Assignment.
Return the data given below exactly as it appears.

Region pointing data.
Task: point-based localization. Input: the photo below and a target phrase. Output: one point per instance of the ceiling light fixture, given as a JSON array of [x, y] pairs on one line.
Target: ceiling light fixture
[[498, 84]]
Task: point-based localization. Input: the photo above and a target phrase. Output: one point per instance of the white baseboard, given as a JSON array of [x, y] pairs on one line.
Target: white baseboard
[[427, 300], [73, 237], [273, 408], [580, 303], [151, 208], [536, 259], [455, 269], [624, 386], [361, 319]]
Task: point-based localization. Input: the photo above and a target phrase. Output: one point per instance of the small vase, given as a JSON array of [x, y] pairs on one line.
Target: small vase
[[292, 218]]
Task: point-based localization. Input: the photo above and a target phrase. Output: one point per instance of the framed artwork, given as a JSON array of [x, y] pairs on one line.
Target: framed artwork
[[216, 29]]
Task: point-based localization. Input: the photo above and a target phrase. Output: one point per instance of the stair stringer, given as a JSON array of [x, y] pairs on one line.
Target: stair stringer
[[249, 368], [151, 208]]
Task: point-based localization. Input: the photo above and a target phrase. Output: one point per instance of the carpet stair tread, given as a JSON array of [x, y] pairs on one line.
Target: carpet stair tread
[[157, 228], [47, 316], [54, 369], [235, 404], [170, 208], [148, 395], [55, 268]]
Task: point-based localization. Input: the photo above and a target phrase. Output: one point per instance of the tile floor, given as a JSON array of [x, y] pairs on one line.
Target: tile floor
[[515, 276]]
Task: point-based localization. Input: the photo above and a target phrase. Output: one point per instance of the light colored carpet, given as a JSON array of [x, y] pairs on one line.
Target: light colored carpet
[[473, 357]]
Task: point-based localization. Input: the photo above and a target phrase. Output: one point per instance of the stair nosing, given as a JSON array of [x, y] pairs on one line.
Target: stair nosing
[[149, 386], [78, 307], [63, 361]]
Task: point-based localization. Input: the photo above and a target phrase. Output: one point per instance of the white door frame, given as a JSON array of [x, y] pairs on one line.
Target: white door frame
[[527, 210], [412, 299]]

Solution to this task.
Task: point-based localization. Input: the photo below and a target phrase. Output: one point per instance of the ceiling light fixture, given as a JSON array of [x, y] pairs on one line.
Target: ceiling light fixture
[[498, 84]]
Task: point-based localization. Input: the photo above and a target phrase. Output: one point per instance of the white baseboard, given as a JSON array of [x, y] pairs on one line.
Target: white baseboard
[[427, 300], [73, 237], [273, 408], [580, 303], [151, 208], [536, 259], [455, 269], [624, 386], [361, 319]]
Task: point-based localization. Input: the photo above and a target phrase. Output: one point per instance of the small vase, given as a JSON array of [x, y] pairs on one line.
Target: small vase
[[292, 218]]
Task: point-based localization. Input: the photo above and a target phrase. Output: one point per instance of the framed artwork, given as a JSON array of [x, y] pairs on one line.
Target: framed artwork
[[216, 29]]
Task: point-based localization. Input: the photo above and a target phrase. Output: one point per instance of the stair stringer, given as a JSON array of [x, y] pairs on one line.
Target: stair stringer
[[249, 368], [151, 208]]
Task: point-based localization. Input: the photo above and a target phrase. Output: one point per instance of the carpet stair tread, given as a JSON array of [x, y] pairs on one line.
Target: carpet stair tread
[[157, 228], [47, 316], [54, 369], [235, 404], [170, 208], [148, 395], [55, 268]]
Task: point-based localization. Input: the photo above and a target phrase. Output: one point per instance of the tile floor, given as a JSON array of [x, y] pairs on one line.
Target: tile floor
[[515, 276]]
Task: point-based localization. Input: the photo above and a target phrase. Output: one point per instance of the light colored carpet, given as a JSON array of [x, y] pairs on one line.
Target: light colored carpet
[[473, 357]]
Task: point-based localization. Input: the photo above and a target phrase. Output: one point per instance of the stair nosing, given as a JSON array of [x, y] pairs on one line.
Target: stair nosing
[[149, 386], [78, 307], [63, 361]]
Task: point-based localization. Input: the photo above and a target phrase. Output: one point per instance of the white door frame, given as a JSON array of [x, y] pairs on one line.
Target: white door frame
[[527, 210], [412, 299]]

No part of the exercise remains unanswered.